PRESS RELEASE | Bangalore, INDIA October 2019
Named entity recognition is an integral part of developing NLP algorithms. The variability that is possible in bio-medical literature both in terms of notations and context poses a major challenge for entity recognition. “Molecular Connections” today announced the launch of its data extraction service “curated gold standard training data for customers” in key industries such as healthcare and pharmaceuticals.
Molecular Connections’ subject matter experts are highly experienced in creating gold standard training data sets accommodating inter-individual variability, by adopting triple blind approach, where the corpus is manually annotated by two or three different annotators for various pharmacologically relevant entity types, for efficient training of machine learning algorithms, including defining guidelines for classification of bio-medical entities to eliminate any ambiguity and mapping it to right standard identifiers.
All extracted evidence is traceable to the original research articles and linked to concepts across multiple ontologies for knowledge organization. Ontologies used include UMLS™, MeSH™, MedDRA™ and ATC to name a few, and are continuously extended as required by customers.
Speaking on the occasion, Mr. Vidyendra S. CTO, Molecular Connections mentioned “the triple blind approach is highly essential for building high precision & recall NER models. Molecular Connections provides two or three sets of annotated data for each bio-medical document and detailed guidelines defined for all entity types of interest. The various scenarios that bring in ambiguity are discussed and the resolution offered is proven to be extremely useful to build machine learning algorithms”.

* * * *

● **WHAT YOU NEED TO DO**
Reproduce the stretch of the press release from "Molecular Connections’ subject" through "required by customers." word for word.

● **INPUT DATA**
* * * *

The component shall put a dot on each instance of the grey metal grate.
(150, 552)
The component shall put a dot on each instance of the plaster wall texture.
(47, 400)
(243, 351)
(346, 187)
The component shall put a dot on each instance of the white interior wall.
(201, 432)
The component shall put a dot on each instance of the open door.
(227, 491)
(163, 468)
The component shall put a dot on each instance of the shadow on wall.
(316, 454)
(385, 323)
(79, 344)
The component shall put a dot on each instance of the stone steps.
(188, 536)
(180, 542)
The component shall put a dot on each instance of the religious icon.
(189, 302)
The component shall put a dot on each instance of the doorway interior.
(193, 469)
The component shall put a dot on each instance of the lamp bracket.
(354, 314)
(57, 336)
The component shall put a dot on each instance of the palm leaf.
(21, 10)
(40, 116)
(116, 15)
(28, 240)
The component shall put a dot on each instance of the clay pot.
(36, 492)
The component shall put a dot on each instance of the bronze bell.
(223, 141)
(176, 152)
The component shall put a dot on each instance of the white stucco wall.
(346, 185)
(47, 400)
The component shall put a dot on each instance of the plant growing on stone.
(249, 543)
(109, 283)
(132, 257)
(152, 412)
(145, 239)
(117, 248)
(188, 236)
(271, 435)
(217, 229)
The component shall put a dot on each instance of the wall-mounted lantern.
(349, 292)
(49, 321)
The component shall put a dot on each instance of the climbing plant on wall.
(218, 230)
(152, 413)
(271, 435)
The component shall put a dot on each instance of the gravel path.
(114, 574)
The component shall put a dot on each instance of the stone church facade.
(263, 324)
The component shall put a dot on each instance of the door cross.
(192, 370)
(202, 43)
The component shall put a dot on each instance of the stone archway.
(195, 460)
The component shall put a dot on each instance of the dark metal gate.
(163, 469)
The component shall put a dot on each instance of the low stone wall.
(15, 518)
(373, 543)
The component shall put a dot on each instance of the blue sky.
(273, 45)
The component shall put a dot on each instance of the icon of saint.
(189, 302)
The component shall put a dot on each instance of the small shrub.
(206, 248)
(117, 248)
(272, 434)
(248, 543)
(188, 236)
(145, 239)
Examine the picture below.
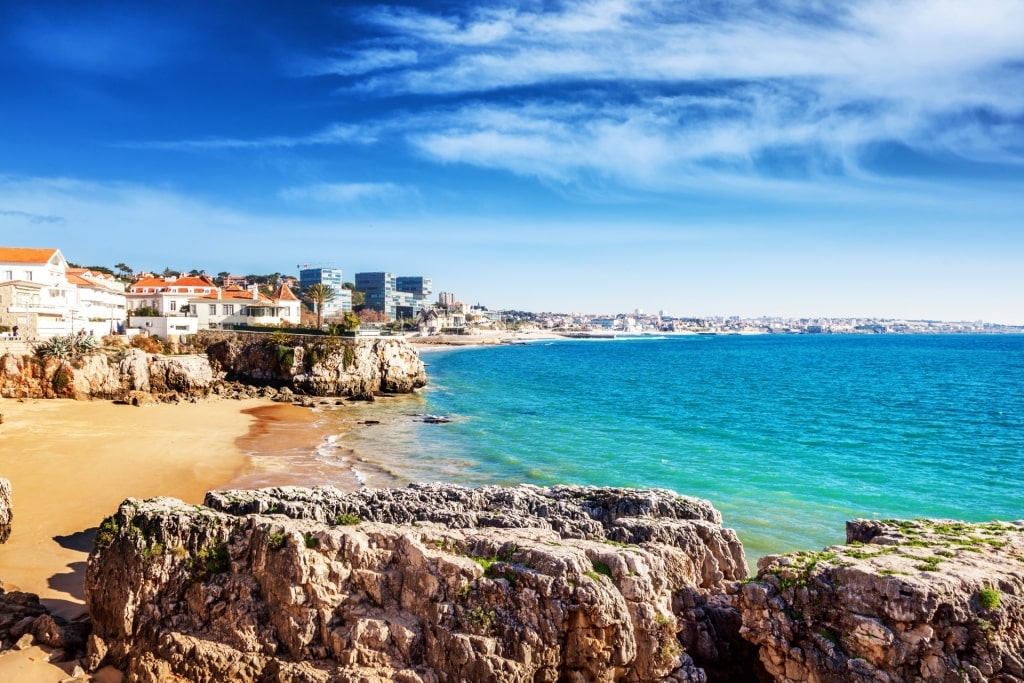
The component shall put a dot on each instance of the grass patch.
(276, 541)
(989, 598)
(347, 519)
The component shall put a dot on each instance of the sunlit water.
(788, 436)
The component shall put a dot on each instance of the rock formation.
(6, 511)
(323, 367)
(430, 583)
(923, 600)
(349, 368)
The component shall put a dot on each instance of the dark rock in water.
(429, 583)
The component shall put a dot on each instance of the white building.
(99, 302)
(35, 294)
(232, 305)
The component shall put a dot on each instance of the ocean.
(787, 435)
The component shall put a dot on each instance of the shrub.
(67, 347)
(150, 344)
(347, 519)
(275, 541)
(989, 598)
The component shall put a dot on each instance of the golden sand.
(72, 463)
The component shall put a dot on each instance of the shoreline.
(72, 463)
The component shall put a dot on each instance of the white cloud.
(335, 134)
(651, 86)
(340, 193)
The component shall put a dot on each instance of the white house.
(35, 294)
(168, 296)
(99, 302)
(233, 305)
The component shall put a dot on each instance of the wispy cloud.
(340, 193)
(31, 217)
(335, 134)
(635, 89)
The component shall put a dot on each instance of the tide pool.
(787, 435)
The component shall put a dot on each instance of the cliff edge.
(426, 584)
(921, 600)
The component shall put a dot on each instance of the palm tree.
(317, 294)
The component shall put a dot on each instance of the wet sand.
(72, 463)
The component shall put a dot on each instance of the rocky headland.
(226, 365)
(921, 600)
(429, 583)
(437, 583)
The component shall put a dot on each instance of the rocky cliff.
(323, 367)
(430, 583)
(923, 600)
(352, 368)
(6, 512)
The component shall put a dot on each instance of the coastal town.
(43, 295)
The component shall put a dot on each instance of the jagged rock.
(336, 368)
(434, 584)
(331, 367)
(923, 600)
(6, 510)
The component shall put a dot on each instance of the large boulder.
(922, 600)
(431, 583)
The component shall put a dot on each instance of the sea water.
(787, 435)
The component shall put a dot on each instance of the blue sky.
(706, 158)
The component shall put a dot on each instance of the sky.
(862, 158)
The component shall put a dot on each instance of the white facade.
(35, 294)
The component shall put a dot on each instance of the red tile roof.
(161, 284)
(26, 255)
(284, 293)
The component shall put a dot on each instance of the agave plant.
(67, 347)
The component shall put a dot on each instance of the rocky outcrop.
(6, 511)
(922, 600)
(430, 583)
(325, 368)
(26, 622)
(101, 376)
(322, 367)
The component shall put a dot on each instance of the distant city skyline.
(838, 160)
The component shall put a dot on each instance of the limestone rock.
(6, 510)
(431, 583)
(323, 367)
(923, 600)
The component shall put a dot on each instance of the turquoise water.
(787, 435)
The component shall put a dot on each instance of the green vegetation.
(108, 530)
(930, 563)
(989, 598)
(482, 619)
(316, 295)
(276, 541)
(212, 560)
(67, 347)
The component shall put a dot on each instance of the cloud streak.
(637, 89)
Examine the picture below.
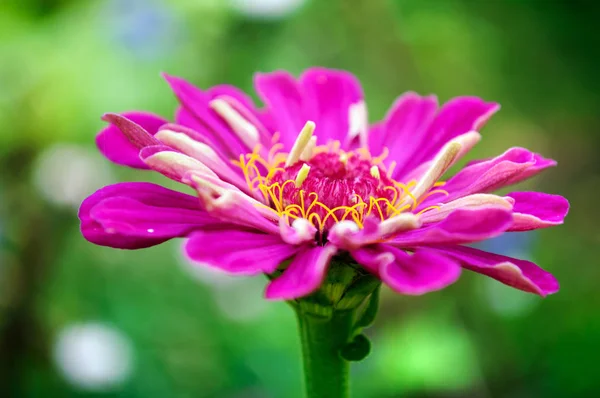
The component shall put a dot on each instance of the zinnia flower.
(305, 184)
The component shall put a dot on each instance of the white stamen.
(176, 164)
(308, 149)
(247, 132)
(201, 152)
(399, 223)
(346, 227)
(357, 120)
(344, 158)
(301, 143)
(304, 228)
(302, 175)
(442, 162)
(467, 202)
(375, 172)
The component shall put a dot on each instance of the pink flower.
(306, 179)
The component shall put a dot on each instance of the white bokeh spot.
(93, 356)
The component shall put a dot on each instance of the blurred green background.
(78, 320)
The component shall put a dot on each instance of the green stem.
(326, 373)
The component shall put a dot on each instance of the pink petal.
(239, 252)
(414, 274)
(458, 116)
(414, 134)
(515, 165)
(200, 116)
(404, 129)
(284, 101)
(372, 258)
(118, 148)
(461, 226)
(324, 96)
(533, 210)
(303, 276)
(329, 94)
(520, 274)
(173, 164)
(137, 215)
(233, 206)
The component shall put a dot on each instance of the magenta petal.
(422, 272)
(460, 226)
(303, 276)
(137, 215)
(533, 210)
(414, 135)
(404, 129)
(118, 148)
(520, 274)
(200, 116)
(239, 252)
(515, 165)
(284, 101)
(457, 116)
(372, 258)
(329, 95)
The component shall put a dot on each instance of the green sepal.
(370, 312)
(357, 349)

* * * *

● **RESULT FOR THIS TASK**
Molecular Connections’ subject matter experts are highly experienced in creating gold standard training data sets accommodating inter-individual variability, by adopting triple blind approach, where the corpus is manually annotated by two or three different annotators for various pharmacologically relevant entity types, for efficient training of machine learning algorithms, including defining guidelines for classification of bio-medical entities to eliminate any ambiguity and mapping it to right standard identifiers.
All extracted evidence is traceable to the original research articles and linked to concepts across multiple ontologies for knowledge organization. Ontologies used include UMLS™, MeSH™, MedDRA™ and ATC to name a few, and are continuously extended as required by customers.